» **Brief**: What you produce should be every line from the data that includes "maple".

- - -

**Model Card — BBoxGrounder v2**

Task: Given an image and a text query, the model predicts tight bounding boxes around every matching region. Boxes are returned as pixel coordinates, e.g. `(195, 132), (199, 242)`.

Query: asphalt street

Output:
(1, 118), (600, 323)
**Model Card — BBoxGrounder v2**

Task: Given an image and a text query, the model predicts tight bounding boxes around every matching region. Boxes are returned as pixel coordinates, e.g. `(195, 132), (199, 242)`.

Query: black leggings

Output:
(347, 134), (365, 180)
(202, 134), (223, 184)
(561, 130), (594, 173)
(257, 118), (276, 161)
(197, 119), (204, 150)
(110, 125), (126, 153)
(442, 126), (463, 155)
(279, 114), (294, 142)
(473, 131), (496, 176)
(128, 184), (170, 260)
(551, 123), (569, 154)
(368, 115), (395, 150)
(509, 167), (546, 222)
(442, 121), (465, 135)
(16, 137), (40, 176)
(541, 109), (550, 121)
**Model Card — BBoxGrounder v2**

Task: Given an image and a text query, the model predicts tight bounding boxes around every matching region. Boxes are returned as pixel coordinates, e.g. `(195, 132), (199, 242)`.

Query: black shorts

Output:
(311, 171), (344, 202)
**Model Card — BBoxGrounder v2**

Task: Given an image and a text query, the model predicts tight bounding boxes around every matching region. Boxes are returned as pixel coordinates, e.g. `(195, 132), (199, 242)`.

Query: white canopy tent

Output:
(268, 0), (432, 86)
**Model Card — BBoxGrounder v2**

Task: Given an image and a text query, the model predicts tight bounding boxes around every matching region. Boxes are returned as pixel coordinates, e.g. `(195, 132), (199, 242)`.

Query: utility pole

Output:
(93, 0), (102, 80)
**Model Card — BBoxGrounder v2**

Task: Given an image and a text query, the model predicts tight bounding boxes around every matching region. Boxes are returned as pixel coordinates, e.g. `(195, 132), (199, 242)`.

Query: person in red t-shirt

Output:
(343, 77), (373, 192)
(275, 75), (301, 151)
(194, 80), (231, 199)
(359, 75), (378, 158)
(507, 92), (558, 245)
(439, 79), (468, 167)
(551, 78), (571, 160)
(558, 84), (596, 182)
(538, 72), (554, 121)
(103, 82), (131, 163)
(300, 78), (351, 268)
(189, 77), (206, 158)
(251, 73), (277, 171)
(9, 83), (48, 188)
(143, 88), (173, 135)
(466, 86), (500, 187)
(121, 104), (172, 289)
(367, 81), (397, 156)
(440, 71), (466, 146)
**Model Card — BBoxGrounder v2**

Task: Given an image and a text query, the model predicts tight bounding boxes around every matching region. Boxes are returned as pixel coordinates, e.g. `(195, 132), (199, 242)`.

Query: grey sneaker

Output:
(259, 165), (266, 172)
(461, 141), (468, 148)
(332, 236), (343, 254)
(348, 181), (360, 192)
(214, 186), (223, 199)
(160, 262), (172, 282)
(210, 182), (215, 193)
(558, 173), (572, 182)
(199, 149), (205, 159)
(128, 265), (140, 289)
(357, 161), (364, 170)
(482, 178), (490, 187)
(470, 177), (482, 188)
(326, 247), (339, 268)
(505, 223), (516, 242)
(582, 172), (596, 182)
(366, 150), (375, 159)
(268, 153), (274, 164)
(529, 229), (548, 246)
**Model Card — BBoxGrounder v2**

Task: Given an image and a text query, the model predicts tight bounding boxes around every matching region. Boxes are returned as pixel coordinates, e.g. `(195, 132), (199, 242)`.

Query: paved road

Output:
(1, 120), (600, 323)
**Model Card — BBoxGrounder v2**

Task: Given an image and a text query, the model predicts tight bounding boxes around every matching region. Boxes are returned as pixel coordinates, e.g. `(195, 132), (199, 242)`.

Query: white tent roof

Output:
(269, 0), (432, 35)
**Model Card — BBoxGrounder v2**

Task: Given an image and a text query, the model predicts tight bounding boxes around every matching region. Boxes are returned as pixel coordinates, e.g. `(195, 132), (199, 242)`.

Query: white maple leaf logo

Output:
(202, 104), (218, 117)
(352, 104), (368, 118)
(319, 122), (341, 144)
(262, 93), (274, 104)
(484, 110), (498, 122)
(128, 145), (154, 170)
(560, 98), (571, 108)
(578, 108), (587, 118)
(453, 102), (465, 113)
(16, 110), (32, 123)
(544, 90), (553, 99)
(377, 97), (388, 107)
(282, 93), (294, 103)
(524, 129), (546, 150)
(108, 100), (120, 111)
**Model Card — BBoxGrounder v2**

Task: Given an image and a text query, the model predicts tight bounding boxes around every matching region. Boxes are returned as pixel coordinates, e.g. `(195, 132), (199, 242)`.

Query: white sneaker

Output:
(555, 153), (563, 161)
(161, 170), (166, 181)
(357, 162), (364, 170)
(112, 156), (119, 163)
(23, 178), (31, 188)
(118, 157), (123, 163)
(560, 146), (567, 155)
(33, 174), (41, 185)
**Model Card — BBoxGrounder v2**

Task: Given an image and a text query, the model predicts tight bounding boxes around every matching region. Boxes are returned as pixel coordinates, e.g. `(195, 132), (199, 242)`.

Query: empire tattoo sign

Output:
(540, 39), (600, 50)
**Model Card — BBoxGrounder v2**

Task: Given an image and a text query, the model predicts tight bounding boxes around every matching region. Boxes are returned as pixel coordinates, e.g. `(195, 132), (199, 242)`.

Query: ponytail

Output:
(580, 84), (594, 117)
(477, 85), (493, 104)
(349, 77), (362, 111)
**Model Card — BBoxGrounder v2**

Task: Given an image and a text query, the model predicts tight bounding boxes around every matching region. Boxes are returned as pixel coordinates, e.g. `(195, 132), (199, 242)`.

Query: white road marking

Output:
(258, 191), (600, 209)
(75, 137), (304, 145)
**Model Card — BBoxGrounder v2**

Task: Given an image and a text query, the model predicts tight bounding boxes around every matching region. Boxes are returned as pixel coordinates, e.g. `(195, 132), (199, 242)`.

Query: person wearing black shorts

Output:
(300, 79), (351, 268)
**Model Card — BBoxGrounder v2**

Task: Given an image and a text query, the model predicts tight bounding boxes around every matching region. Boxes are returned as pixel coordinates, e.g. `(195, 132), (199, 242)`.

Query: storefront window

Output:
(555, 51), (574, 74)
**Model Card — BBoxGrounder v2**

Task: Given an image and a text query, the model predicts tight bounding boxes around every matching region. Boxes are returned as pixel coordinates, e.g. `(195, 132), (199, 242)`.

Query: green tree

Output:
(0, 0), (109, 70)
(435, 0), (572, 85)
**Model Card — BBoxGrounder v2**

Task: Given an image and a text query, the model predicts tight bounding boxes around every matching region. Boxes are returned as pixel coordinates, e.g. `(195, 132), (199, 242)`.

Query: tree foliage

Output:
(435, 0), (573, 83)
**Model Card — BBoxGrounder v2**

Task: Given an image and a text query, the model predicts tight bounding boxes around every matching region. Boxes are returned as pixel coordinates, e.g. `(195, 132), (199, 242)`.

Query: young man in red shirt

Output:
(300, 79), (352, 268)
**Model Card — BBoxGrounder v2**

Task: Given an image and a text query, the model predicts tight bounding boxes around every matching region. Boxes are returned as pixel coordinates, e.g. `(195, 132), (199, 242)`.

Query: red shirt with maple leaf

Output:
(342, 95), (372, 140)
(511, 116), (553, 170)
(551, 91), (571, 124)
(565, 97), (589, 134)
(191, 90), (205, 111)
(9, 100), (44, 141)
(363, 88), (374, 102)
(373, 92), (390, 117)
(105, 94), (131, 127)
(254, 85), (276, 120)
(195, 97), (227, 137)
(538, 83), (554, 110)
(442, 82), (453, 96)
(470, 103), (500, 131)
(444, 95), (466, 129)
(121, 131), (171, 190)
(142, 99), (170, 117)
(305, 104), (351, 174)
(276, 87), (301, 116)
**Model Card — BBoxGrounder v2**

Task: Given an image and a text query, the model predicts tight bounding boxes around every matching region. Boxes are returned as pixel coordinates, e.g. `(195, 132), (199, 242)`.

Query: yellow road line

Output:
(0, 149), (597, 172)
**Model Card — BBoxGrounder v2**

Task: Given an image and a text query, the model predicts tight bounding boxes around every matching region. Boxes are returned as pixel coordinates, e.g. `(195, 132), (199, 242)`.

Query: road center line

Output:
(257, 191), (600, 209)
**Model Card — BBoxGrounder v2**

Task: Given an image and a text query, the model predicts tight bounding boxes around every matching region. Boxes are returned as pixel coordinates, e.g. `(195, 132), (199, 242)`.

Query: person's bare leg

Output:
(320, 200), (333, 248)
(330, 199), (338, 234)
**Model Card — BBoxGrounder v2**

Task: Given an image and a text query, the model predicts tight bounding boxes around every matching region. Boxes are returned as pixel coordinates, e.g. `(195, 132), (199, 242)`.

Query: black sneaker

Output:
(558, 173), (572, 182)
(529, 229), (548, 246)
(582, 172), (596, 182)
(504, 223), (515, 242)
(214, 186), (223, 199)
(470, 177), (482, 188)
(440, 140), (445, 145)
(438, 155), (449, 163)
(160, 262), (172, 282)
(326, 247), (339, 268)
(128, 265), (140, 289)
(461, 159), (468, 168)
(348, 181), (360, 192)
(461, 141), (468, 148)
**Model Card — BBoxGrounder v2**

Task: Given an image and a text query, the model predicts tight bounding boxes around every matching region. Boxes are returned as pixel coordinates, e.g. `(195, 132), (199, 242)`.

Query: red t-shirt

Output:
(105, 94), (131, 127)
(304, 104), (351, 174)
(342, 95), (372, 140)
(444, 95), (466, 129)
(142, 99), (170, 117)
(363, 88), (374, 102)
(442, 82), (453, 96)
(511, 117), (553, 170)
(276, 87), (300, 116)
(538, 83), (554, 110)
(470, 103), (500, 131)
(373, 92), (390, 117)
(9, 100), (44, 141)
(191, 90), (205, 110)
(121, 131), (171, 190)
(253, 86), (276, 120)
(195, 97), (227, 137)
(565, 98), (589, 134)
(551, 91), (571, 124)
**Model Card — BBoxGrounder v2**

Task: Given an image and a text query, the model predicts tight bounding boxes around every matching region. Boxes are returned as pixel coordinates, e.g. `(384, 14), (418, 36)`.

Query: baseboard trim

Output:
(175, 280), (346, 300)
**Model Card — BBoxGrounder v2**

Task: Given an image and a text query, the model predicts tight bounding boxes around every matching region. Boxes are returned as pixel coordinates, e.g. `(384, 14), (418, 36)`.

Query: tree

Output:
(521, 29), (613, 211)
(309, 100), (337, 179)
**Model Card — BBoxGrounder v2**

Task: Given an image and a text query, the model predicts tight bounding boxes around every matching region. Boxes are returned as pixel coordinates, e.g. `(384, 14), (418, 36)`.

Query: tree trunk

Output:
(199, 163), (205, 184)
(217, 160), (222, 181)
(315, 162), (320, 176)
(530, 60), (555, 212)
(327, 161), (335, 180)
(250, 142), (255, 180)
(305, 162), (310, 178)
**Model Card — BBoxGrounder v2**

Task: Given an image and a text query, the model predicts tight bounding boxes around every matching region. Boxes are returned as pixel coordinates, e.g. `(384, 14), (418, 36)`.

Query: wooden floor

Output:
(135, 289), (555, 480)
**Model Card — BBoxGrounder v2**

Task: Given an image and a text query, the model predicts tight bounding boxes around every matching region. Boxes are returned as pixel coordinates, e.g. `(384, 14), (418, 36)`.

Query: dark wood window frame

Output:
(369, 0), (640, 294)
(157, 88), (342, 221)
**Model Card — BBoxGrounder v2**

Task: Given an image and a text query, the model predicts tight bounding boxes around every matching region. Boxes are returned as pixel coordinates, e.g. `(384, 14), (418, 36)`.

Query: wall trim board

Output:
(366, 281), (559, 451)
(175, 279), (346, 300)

- - -

» **Worked solution**:
Query: white maple leaf logo
Query: red shirt with maple leaf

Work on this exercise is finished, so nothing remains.